* [Required task 1] Please retype the lines of the records, starting at the line containing "Would you mind placing a dot on the mirror" and ending at the final line of the records, keeping every character unchanged.

* [Page extract]
-- START --

I am fortunate enough to lack wartime experiences to work out in my fiction. I did serve, but in a peacetime army, training for a war that luckily never came. When I wrote the first book in my Frontlines series, I wanted to have a way to use the memories from my service before they faded from memory. Frontlines takes some good looks at the effects of war on the people we send to fight them, but mostly it’s still a “young man goes to war” narrative, with the genre-obligatory boot camp sequence and dramatic space battles. It’s not the giraffe exhibit, but it’s a bit giraffe-adjacent at times. For my new series, I wanted to take a conscious detour around that place from the start.
When I came up with the idea for a new book a while back, I tried to imagine what the exact negative of the “young man goes to war” scenario could look like. I landed at “old(er) man comes home from war.” And that made me think of a bit of family history, and the only person I knew as a child who had come home from war.
You see, my grandfather fought in a war, and he fought for the wrong side.

-- END --

* [Required task 2] Echo the full passage about writing war fiction word for word.

[Stored records]

-- START --

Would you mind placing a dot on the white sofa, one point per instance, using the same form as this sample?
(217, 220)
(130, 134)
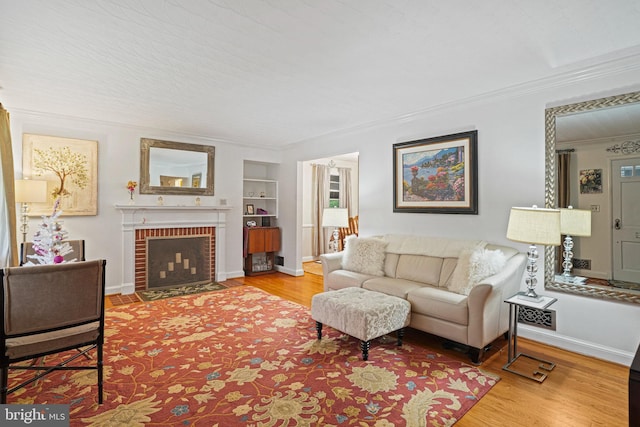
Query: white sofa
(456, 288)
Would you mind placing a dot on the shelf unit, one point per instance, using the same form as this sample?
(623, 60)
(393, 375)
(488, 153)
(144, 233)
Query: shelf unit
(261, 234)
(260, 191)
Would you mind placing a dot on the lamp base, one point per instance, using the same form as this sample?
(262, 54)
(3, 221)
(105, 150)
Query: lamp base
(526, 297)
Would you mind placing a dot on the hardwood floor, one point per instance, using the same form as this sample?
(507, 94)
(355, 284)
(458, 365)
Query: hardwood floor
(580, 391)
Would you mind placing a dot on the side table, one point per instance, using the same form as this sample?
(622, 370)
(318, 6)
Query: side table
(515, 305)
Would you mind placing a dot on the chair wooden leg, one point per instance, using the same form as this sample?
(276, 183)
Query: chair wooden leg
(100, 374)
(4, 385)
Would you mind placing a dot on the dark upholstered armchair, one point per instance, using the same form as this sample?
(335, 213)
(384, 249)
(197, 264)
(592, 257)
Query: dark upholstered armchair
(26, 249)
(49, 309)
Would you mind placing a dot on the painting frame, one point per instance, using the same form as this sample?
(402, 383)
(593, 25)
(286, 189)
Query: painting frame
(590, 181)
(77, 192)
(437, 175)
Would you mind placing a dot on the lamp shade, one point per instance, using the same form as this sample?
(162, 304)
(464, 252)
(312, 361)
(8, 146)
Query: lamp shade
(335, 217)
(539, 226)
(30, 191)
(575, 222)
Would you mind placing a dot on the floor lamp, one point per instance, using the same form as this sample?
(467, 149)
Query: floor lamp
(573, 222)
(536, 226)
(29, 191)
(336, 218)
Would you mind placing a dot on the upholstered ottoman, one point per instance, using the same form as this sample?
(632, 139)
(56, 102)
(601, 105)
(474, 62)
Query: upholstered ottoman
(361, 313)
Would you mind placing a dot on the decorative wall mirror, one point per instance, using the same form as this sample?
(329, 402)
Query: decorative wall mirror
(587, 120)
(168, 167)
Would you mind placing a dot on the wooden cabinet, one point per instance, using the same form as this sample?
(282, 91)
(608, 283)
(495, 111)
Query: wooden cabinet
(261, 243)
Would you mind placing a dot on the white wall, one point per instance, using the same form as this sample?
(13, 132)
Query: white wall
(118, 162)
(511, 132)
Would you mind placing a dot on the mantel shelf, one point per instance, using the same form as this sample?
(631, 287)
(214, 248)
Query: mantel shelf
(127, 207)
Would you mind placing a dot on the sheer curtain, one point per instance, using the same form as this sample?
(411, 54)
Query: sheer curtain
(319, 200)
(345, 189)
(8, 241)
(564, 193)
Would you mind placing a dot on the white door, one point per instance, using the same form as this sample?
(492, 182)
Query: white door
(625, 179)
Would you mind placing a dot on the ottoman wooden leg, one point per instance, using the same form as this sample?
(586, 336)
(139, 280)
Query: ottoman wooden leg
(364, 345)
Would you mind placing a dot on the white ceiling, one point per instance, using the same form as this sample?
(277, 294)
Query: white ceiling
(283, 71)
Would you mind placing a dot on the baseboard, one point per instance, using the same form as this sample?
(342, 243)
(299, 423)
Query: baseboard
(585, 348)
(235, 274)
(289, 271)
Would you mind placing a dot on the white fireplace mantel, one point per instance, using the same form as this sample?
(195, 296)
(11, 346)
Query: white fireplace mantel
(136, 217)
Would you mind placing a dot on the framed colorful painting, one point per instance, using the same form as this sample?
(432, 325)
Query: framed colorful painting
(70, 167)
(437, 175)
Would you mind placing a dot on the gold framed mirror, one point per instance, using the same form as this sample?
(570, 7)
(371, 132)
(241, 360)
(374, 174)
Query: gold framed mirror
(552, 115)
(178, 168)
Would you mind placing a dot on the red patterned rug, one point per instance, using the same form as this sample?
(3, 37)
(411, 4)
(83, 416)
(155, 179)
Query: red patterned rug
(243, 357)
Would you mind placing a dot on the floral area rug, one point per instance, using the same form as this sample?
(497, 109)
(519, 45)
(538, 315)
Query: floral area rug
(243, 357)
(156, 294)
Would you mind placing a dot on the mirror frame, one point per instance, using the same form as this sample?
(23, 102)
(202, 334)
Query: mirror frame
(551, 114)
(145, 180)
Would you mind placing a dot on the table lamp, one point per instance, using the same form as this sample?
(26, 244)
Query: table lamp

-- END --

* [Written response 1]
Would you mind placing a dot on the mirror frame, one point per instance, using the same form as this sample?
(23, 102)
(202, 334)
Query: mirror frame
(551, 114)
(145, 180)
Would you mind placing a dot on the table lamp, one point per instance, using the same form as this sample?
(26, 244)
Query: table lamp

* [Written response 2]
I am fortunate enough to lack wartime experiences to work out in my fiction. I did serve, but in a peacetime army, training for a war that luckily never came. When I wrote the first book in my Frontlines series, I wanted to have a way to use the memories from my service before they faded from memory. Frontlines takes some good looks at the effects of war on the people we send to fight them, but mostly it’s still a “young man goes to war” narrative, with the genre-obligatory boot camp sequence and dramatic space battles. It’s not the giraffe exhibit, but it’s a bit giraffe-adjacent at times. For my new series, I wanted to take a conscious detour around that place from the start.
When I came up with the idea for a new book a while back, I tried to imagine what the exact negative of the “young man goes to war” scenario could look like. I landed at “old(er) man comes home from war.” And that made me think of a bit of family history, and the only person I knew as a child who had come home from war.
You see, my grandfather fought in a war, and he fought for the wrong side.